== What the exercise asks ==
Exact copy, pictures excluded: print the lines from the one with "Camera-trap tagging: put a point on every instance of the hazy" through the final line of the records.

────

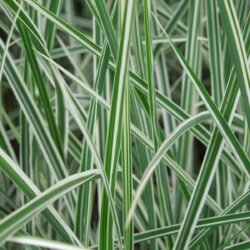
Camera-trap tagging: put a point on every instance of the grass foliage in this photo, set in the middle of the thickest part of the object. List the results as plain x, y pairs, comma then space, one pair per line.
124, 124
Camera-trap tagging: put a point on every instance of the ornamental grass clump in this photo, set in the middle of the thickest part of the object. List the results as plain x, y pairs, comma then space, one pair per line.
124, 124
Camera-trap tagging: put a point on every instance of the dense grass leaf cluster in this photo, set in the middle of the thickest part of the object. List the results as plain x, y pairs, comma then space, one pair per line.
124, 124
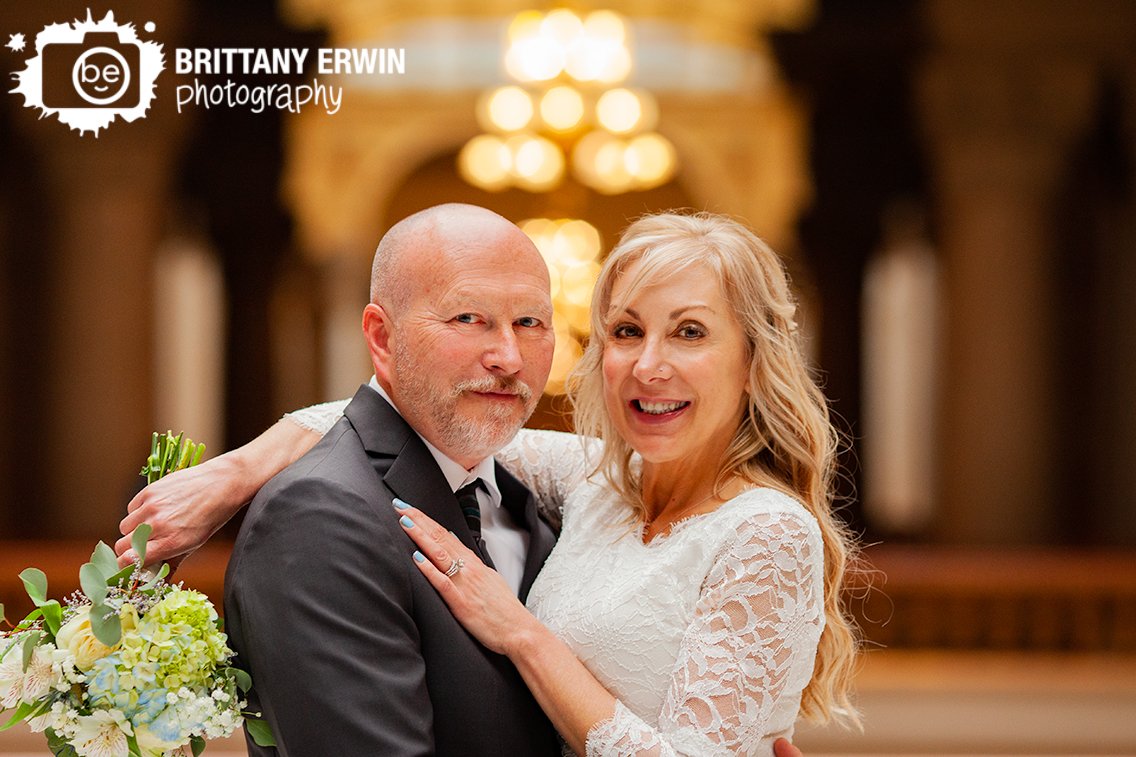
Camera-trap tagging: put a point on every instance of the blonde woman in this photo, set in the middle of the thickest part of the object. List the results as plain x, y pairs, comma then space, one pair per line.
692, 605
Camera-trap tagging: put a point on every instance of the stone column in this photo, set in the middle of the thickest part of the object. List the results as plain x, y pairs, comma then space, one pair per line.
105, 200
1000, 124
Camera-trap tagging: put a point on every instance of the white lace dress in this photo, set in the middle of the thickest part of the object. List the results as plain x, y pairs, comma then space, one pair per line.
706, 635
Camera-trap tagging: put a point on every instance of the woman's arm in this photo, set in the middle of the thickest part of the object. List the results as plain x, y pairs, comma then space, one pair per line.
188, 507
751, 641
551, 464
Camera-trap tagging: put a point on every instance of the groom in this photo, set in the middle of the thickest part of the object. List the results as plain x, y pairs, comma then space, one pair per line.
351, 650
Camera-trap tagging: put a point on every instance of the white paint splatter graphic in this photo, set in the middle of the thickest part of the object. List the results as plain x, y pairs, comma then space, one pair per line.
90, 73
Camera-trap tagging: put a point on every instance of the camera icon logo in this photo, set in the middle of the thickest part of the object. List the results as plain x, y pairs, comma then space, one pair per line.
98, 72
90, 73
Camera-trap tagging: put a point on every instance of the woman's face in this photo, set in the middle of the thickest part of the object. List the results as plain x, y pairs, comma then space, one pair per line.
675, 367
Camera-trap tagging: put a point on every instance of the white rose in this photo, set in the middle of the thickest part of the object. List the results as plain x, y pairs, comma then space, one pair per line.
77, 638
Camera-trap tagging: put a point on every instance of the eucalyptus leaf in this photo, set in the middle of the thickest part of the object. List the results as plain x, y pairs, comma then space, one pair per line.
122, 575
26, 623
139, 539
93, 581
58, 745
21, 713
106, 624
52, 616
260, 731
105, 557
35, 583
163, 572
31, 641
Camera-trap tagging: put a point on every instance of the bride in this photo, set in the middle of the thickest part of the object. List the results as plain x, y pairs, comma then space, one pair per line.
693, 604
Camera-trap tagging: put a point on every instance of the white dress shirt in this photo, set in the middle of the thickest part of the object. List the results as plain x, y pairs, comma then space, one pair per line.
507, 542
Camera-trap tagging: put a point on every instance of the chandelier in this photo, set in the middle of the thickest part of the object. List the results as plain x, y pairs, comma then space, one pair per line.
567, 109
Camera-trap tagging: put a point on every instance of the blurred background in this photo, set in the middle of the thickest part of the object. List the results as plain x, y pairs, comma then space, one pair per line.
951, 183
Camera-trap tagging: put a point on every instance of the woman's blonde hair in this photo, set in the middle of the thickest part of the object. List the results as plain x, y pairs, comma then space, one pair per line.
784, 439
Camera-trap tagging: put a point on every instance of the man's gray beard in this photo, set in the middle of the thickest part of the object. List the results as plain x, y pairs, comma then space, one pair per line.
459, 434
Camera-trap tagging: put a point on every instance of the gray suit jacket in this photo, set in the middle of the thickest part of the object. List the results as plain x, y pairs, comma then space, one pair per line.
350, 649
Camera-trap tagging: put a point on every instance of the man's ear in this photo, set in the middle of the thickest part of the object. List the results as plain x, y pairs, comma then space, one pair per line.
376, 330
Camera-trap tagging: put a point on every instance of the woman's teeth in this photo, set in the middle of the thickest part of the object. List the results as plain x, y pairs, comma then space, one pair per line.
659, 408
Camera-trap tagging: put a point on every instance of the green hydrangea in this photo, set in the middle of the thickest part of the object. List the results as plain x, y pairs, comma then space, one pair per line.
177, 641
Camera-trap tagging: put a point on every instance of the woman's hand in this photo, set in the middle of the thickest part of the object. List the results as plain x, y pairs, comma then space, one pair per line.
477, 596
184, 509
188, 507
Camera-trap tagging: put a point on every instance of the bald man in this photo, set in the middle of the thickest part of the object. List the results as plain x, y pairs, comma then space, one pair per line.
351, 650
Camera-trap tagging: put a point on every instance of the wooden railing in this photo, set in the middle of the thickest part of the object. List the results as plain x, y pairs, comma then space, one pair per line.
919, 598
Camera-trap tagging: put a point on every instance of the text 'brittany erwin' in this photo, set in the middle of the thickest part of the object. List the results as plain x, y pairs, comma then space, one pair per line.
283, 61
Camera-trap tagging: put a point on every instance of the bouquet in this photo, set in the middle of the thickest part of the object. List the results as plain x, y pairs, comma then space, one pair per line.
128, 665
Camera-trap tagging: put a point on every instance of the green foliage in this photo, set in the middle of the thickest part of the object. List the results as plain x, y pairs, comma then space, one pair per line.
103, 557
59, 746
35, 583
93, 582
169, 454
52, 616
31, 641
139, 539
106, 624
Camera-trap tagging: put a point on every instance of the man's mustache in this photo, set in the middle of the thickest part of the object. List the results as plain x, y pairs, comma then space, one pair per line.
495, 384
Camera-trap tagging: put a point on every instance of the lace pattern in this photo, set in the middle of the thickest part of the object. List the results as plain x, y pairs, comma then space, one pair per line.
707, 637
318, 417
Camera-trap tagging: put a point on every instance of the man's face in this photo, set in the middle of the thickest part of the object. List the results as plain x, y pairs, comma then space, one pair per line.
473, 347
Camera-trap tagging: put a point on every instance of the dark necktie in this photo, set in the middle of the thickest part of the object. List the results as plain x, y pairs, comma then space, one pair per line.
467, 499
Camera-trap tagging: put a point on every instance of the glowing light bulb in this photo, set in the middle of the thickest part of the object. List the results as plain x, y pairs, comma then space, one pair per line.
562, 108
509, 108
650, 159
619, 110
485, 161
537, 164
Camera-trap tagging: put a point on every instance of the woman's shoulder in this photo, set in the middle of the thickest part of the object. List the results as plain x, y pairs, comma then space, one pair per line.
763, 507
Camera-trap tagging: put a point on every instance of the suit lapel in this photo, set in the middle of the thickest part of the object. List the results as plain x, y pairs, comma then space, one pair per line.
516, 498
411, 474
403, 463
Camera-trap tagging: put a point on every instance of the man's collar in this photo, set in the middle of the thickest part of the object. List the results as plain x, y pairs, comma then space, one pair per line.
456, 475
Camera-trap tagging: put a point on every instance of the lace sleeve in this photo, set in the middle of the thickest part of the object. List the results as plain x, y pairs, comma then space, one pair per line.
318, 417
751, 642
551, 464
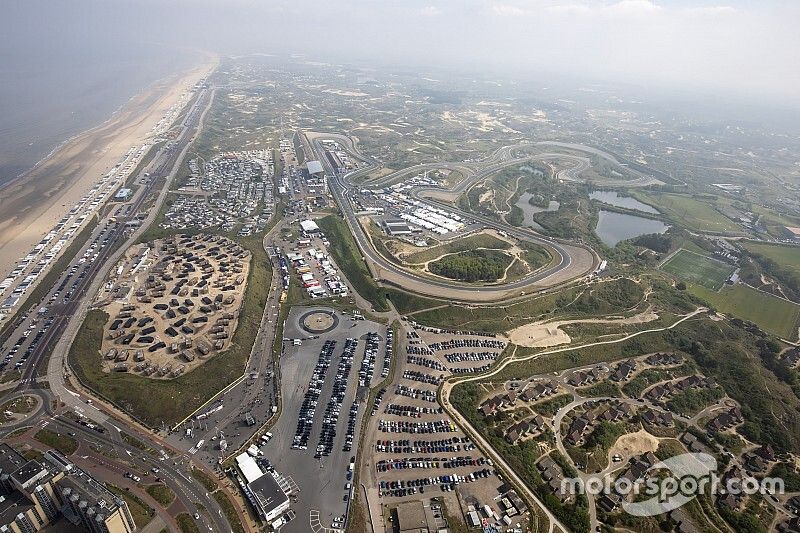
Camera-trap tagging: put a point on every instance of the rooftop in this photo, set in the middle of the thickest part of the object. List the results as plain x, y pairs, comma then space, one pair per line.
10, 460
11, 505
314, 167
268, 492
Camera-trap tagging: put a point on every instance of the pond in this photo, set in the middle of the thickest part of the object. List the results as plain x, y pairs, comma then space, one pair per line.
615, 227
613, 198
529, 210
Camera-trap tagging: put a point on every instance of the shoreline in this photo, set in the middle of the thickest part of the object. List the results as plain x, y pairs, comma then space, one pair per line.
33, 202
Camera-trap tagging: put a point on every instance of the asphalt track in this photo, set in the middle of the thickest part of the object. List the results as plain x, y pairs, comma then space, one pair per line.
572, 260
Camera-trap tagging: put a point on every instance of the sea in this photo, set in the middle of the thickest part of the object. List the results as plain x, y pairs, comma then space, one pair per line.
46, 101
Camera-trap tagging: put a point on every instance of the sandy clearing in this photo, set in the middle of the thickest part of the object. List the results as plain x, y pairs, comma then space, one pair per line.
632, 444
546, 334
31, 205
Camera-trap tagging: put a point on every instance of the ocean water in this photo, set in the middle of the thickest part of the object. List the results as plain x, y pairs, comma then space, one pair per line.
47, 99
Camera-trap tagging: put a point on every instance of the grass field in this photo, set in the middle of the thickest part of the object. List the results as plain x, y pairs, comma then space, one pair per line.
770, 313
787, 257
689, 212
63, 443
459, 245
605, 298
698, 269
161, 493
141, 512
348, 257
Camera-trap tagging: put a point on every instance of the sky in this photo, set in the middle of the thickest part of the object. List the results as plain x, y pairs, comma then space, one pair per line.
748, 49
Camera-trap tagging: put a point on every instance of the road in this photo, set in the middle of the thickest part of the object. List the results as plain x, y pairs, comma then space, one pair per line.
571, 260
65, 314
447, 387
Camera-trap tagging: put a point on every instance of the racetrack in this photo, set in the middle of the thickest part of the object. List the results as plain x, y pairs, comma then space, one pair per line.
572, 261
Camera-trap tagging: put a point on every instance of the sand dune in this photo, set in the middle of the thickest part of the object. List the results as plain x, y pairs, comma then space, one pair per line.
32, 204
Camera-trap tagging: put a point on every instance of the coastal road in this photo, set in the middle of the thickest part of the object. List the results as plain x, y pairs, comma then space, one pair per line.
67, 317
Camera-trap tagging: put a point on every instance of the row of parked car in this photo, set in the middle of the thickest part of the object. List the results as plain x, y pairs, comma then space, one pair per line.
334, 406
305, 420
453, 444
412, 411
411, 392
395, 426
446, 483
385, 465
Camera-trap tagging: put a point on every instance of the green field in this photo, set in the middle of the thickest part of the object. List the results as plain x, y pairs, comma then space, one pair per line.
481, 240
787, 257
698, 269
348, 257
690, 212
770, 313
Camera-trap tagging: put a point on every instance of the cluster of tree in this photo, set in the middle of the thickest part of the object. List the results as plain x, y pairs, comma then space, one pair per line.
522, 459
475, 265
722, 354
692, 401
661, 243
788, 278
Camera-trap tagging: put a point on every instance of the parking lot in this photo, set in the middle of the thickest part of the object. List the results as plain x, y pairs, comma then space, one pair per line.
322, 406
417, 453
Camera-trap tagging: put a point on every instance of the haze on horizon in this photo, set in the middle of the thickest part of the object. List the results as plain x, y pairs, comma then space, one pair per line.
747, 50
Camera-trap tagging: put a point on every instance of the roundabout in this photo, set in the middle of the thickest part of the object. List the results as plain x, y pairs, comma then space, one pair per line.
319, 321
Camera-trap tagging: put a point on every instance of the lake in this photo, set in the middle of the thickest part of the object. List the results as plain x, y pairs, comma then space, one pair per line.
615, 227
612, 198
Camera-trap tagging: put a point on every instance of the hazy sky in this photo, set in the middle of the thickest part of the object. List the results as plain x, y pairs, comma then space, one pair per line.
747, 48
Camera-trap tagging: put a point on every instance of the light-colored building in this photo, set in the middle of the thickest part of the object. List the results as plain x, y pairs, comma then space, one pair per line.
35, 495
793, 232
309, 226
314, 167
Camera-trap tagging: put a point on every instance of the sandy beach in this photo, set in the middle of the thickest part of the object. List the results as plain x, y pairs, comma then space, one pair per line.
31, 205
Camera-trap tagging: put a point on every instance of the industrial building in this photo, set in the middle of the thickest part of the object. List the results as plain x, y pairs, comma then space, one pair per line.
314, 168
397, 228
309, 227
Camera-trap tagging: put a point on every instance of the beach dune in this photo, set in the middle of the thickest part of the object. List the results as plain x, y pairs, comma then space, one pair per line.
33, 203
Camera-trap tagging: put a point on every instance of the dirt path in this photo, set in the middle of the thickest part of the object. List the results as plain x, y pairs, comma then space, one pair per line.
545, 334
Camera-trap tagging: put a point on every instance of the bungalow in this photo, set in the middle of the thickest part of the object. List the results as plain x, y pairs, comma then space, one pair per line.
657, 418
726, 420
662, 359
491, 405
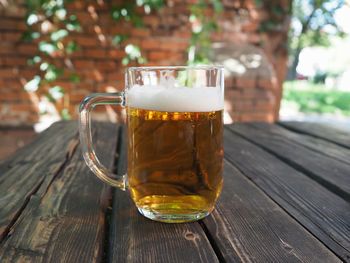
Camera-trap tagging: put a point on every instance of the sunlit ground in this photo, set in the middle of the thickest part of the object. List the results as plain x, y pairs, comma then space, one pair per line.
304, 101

────

== Answer below ==
Camera-trap tagging: put a point on every instance of the hazy sky in this photo, set in the middle of the thickest part of the object. List the results as plain x, y pairs, comma then space, one pair per line.
747, 48
Camera-trap tagging: put a point on every instance of the light-colored building in this photo, set in the middle of the thickest part of the object. List the results as plain x, y pairs, comma then space, one pair per line.
35, 495
793, 232
309, 226
314, 167
Camera-trap tagging: put a point on every instance of the sandy beach in this photo, set in the middle of the thickest part of the object. List the results as plain x, y pairs, comma then space, one pair per line.
31, 205
Camera-trap tagging: put a point on every instance of the industrial building in this photo, set in the middle of the thickest part of the object. List the results as plain x, y pairs, comma then space, one pair per line.
314, 168
397, 228
309, 227
Camera-trap tagging: put a point on every instance of the beach dune in this photo, set in the middle of the thickest part of the object. List the results as plain x, y pairs, comma then space, one pair per line.
33, 203
Camera-trap tagging: put a point on every instance of the dirt path in this photo, set in the middle of the thickest part of the object. List the results as plain x, y pairs, comma then space, one pair per line.
545, 334
Camera-trap tagging: put a point on every instance of the bungalow in this photo, set in the middle of the thickest part of the object. List the results as plain x, y pairs, comma then space, one pair per line.
657, 418
726, 420
662, 359
491, 405
Camera-trap tagging: put a point on every instance of the sunlit ground in this photo, set in the middle of the thickest part of the object. List the results as plain x, y pairs, comma then space, one pair per line.
304, 101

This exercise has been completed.